→ TRY IT
You are asked to write out the entries exactly as they are given.
^^^^^^^^
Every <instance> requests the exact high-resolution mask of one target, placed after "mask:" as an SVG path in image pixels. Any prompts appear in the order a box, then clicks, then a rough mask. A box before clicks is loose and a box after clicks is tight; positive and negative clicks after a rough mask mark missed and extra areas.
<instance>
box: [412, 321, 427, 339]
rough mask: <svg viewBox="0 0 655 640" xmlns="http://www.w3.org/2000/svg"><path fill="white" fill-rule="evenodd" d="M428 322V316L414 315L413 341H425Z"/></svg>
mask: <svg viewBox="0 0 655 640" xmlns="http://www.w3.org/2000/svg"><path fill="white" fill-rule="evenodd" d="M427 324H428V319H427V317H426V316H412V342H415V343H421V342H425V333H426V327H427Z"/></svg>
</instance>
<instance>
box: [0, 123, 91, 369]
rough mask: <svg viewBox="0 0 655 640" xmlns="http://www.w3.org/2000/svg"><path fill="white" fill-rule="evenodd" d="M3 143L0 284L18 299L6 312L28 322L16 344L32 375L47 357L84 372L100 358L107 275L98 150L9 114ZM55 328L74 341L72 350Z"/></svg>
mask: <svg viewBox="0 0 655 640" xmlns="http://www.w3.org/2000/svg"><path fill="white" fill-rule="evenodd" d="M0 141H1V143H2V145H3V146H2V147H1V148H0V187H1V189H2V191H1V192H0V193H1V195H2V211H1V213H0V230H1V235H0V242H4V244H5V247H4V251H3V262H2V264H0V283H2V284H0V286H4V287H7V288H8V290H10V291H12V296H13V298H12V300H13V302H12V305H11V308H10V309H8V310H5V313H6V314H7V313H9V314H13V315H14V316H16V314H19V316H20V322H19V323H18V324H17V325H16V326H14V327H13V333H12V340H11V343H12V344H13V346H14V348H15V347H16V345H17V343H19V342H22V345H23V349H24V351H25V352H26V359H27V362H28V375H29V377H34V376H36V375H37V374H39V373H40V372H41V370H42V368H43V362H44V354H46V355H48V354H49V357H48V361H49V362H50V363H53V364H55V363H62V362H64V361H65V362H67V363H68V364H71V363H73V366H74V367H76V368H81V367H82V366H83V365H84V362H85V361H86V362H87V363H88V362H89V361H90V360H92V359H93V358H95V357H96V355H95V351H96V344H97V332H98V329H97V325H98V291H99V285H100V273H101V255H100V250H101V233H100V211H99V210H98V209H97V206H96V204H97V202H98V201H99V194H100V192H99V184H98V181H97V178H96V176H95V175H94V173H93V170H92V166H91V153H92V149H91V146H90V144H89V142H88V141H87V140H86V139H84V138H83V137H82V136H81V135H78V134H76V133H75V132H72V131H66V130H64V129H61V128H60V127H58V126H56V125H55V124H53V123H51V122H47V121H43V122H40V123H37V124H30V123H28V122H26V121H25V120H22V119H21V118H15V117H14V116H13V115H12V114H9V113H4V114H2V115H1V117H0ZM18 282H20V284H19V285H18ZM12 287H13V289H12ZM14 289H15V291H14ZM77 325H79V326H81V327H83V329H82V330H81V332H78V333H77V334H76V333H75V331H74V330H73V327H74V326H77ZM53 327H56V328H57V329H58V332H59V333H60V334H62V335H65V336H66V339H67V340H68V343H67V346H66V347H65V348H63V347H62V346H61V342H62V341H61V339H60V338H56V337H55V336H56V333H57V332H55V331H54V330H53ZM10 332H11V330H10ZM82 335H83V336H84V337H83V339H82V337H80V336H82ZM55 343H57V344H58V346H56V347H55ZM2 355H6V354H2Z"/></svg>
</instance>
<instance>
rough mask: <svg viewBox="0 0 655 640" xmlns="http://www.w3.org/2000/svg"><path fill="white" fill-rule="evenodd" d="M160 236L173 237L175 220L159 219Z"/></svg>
^^^^^^^^
→ EXERCISE OUTPUT
Every <instance> requests the exact high-resolution mask of one target, placed after "mask:" as an SVG path in image pixels. Any prompts appear in the order a box, then clicks, then a rough mask. A box before clicks is loose and a box after clicks is tight; positive and negative clicks after a rough mask mark missed and extra areas.
<instance>
box: [412, 321, 427, 339]
rough mask: <svg viewBox="0 0 655 640" xmlns="http://www.w3.org/2000/svg"><path fill="white" fill-rule="evenodd" d="M428 322V316L414 315L413 341H425Z"/></svg>
mask: <svg viewBox="0 0 655 640" xmlns="http://www.w3.org/2000/svg"><path fill="white" fill-rule="evenodd" d="M427 324H428V319H427V317H426V316H412V342H415V343H421V342H425V333H426V327H427Z"/></svg>
</instance>
<instance>
box: [0, 123, 91, 369]
rough mask: <svg viewBox="0 0 655 640" xmlns="http://www.w3.org/2000/svg"><path fill="white" fill-rule="evenodd" d="M3 143L0 284L18 299L6 312L28 322L16 344L32 375L47 357L84 372L100 358L107 275L98 150L9 114ZM55 328L74 341L72 350Z"/></svg>
mask: <svg viewBox="0 0 655 640" xmlns="http://www.w3.org/2000/svg"><path fill="white" fill-rule="evenodd" d="M0 141H1V143H2V145H3V146H2V147H1V148H0V187H1V189H2V191H1V192H0V193H1V195H2V211H1V213H0V230H1V235H0V242H4V244H5V247H4V251H3V262H2V264H0V283H2V284H0V286H4V287H7V288H8V290H10V291H12V296H13V298H12V300H13V302H12V305H11V308H10V309H8V310H5V313H6V314H7V313H9V314H13V315H14V316H16V314H19V316H20V322H19V323H18V324H17V325H16V326H14V327H13V333H12V340H11V343H12V344H13V346H14V348H15V347H16V345H17V343H19V342H22V345H23V349H24V351H25V352H26V359H27V362H28V375H29V377H34V376H36V375H37V374H39V373H40V372H41V370H42V368H43V362H44V354H46V355H48V354H49V357H48V361H49V362H50V363H53V364H55V363H62V362H64V361H65V362H67V363H68V364H71V363H73V366H74V367H76V368H81V367H82V366H83V365H84V362H85V361H86V362H87V363H88V362H89V361H90V360H92V359H93V358H95V357H96V355H95V351H96V344H97V332H98V329H97V325H98V291H99V285H100V273H101V255H100V250H101V233H100V211H99V210H98V209H97V206H96V204H97V202H98V201H99V194H100V192H99V184H98V181H97V178H96V176H95V175H94V173H93V170H92V166H91V153H92V149H91V146H90V144H89V142H88V141H87V140H86V139H84V138H83V137H82V136H81V135H78V134H76V133H75V132H72V131H66V130H64V129H61V128H60V127H58V126H56V125H55V124H53V123H51V122H47V121H43V122H40V123H37V124H30V123H28V122H26V121H25V120H22V119H21V118H15V117H14V116H13V115H12V114H9V113H4V114H2V115H1V117H0ZM18 282H20V284H19V285H18ZM12 287H13V289H12ZM14 289H15V291H14ZM77 325H79V326H81V327H83V329H82V330H81V332H78V333H77V334H76V333H75V331H74V330H73V327H74V326H77ZM53 327H56V328H57V329H58V332H59V333H60V334H62V335H65V336H66V339H67V340H68V343H67V346H66V347H65V348H63V347H62V346H61V342H62V341H61V339H60V338H56V337H55V336H56V333H57V332H55V331H54V330H53ZM10 332H11V330H10ZM82 335H83V336H84V337H83V339H82V337H80V336H82ZM55 343H57V344H58V346H56V347H55ZM2 355H6V354H2Z"/></svg>
</instance>
<instance>
rough mask: <svg viewBox="0 0 655 640" xmlns="http://www.w3.org/2000/svg"><path fill="white" fill-rule="evenodd" d="M160 236L173 237L175 220L159 219Z"/></svg>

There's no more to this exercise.